PROBLEM DESCRIPTION >>
Copy the data from its first line through the line containing "column 582, row 506", switching every "Submission" to "Answer" and leaving everything else unchanged.

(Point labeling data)
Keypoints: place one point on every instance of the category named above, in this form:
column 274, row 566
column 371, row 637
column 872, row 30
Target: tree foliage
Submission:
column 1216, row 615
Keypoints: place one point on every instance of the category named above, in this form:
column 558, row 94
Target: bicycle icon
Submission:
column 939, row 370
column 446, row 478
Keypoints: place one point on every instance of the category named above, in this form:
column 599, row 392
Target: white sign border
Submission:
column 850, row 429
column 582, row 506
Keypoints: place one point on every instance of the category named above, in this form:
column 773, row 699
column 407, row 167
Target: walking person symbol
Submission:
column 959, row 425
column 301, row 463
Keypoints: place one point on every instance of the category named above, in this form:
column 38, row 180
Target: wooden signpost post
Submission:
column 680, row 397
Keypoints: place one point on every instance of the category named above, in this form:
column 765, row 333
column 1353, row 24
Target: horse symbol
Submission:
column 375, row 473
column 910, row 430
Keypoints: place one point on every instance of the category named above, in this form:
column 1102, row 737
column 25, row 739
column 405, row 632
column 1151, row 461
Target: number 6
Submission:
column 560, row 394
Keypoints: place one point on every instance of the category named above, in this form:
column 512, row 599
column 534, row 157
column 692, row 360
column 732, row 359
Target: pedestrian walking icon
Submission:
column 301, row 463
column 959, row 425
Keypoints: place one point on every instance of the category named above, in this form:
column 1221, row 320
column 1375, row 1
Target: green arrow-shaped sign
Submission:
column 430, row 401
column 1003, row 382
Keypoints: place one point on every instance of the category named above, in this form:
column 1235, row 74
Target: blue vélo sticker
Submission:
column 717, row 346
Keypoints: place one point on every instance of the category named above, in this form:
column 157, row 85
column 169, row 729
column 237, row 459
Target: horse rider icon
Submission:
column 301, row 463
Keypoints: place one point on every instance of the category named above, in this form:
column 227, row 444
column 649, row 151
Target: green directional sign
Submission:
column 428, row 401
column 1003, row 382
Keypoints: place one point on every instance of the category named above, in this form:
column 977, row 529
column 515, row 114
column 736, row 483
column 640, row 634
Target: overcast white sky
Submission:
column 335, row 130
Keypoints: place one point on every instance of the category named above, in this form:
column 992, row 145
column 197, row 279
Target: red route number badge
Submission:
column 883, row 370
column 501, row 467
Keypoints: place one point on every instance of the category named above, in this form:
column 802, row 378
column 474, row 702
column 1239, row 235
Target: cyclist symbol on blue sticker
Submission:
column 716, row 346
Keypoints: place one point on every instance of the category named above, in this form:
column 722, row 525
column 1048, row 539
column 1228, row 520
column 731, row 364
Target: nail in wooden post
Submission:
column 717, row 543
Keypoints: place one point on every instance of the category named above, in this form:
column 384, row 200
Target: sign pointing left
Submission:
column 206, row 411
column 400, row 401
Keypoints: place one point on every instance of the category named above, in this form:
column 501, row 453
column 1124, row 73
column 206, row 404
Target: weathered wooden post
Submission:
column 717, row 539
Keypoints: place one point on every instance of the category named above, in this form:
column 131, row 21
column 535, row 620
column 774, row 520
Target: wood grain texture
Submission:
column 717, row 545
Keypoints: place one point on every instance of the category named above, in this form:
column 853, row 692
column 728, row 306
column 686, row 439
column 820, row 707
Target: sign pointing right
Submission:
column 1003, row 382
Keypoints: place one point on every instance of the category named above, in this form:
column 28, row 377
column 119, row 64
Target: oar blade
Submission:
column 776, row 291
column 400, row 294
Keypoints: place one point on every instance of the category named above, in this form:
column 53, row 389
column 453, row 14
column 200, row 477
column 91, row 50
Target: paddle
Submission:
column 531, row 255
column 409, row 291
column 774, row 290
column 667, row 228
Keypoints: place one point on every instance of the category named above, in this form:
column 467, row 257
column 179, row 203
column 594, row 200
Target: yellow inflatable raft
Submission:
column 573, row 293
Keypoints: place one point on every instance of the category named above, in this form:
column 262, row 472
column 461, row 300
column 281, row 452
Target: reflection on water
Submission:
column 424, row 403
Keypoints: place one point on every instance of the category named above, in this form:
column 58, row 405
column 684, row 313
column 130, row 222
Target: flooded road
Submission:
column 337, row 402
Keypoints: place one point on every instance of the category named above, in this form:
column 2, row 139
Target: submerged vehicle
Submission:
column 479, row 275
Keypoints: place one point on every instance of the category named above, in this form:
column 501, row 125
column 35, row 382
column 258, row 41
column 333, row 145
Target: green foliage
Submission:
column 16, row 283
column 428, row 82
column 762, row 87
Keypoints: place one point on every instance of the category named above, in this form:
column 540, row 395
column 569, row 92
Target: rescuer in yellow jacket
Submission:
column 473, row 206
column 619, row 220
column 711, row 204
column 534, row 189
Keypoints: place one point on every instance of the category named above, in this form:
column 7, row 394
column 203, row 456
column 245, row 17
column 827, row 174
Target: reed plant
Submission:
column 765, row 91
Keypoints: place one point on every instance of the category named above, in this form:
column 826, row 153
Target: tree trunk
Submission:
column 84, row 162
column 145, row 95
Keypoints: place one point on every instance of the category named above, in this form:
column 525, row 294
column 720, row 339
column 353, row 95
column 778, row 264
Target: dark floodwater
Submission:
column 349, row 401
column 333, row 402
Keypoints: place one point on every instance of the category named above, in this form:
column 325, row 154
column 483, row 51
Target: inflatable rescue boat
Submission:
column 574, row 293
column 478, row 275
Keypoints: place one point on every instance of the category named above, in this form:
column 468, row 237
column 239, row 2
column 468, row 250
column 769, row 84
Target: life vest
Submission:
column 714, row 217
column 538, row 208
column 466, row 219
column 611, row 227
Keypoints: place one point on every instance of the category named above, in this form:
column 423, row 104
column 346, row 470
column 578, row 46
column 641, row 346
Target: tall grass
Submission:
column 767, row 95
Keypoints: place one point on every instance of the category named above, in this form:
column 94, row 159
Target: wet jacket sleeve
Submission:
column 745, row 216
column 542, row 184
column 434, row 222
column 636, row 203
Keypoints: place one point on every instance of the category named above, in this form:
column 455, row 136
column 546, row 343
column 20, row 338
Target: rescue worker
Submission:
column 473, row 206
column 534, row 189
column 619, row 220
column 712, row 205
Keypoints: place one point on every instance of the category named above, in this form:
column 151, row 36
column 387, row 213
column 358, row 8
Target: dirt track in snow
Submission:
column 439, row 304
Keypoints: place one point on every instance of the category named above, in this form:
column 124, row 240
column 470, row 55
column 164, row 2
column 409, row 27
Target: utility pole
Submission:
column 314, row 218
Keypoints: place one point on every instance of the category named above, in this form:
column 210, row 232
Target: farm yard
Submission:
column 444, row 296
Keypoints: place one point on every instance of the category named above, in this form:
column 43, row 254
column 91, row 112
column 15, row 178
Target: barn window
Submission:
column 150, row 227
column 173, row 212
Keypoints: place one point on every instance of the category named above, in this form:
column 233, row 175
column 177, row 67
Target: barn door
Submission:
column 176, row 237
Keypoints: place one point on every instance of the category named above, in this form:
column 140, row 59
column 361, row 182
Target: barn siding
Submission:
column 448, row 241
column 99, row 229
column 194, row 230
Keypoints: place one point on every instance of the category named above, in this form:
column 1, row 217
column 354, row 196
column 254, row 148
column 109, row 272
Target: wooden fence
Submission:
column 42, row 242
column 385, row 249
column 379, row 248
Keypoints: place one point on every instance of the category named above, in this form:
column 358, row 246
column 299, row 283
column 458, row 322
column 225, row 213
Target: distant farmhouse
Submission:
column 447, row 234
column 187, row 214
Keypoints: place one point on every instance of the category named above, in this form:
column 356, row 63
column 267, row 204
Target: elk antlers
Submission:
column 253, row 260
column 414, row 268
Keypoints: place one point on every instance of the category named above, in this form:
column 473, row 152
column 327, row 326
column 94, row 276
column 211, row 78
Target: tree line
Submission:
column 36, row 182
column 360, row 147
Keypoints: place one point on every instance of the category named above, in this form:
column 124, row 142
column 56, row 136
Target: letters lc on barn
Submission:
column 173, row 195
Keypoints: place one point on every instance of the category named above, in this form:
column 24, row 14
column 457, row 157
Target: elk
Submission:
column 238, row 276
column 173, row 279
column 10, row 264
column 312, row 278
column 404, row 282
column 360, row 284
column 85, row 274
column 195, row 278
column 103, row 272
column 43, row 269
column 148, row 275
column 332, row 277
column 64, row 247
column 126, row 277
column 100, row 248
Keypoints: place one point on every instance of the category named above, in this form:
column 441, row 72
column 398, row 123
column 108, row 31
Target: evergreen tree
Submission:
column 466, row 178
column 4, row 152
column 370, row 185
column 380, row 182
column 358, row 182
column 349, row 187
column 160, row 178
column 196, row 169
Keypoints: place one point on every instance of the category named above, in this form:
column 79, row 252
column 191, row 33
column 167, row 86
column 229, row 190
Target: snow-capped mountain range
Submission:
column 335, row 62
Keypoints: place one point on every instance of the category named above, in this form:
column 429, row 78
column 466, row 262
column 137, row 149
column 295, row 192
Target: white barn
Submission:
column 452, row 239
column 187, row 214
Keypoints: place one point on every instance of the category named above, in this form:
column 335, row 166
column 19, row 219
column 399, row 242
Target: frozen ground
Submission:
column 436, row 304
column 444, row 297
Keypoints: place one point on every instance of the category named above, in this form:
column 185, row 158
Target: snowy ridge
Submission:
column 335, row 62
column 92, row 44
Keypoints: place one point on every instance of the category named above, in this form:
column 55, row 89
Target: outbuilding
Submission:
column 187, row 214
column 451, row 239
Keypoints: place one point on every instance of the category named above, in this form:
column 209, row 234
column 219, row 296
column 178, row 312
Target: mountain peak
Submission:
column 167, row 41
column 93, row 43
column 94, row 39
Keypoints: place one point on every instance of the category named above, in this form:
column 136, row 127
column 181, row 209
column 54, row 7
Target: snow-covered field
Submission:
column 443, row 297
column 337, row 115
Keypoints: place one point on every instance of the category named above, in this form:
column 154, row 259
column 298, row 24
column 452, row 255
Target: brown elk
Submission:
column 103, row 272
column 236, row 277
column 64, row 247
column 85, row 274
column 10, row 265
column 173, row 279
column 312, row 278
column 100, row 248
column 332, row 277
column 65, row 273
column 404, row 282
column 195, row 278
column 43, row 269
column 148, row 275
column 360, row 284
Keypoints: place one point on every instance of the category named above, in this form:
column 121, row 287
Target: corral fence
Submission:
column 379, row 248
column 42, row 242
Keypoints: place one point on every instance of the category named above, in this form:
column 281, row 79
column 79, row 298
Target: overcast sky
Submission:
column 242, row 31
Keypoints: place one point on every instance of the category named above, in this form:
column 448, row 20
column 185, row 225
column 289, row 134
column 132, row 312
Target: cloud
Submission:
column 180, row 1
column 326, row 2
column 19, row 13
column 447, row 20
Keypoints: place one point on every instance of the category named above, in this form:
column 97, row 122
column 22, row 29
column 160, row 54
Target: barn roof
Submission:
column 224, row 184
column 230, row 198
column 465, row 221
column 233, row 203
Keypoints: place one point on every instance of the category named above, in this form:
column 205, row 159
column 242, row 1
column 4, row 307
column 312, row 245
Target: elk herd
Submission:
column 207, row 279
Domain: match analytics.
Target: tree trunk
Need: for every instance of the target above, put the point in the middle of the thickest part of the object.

COMPLETE RESPONSE >>
Keypoints: place one point on every instance of the category named above, in this form:
column 274, row 566
column 371, row 637
column 872, row 30
Target: tree foliage
Answer:
column 1216, row 615
Keypoints: place one point on every instance of the category named above, in this form:
column 558, row 94
Target: bicycle icon
Answer:
column 939, row 370
column 446, row 478
Keypoints: place one point on every instance of the category named above, in this form:
column 599, row 392
Target: white sign border
Answer:
column 850, row 429
column 582, row 506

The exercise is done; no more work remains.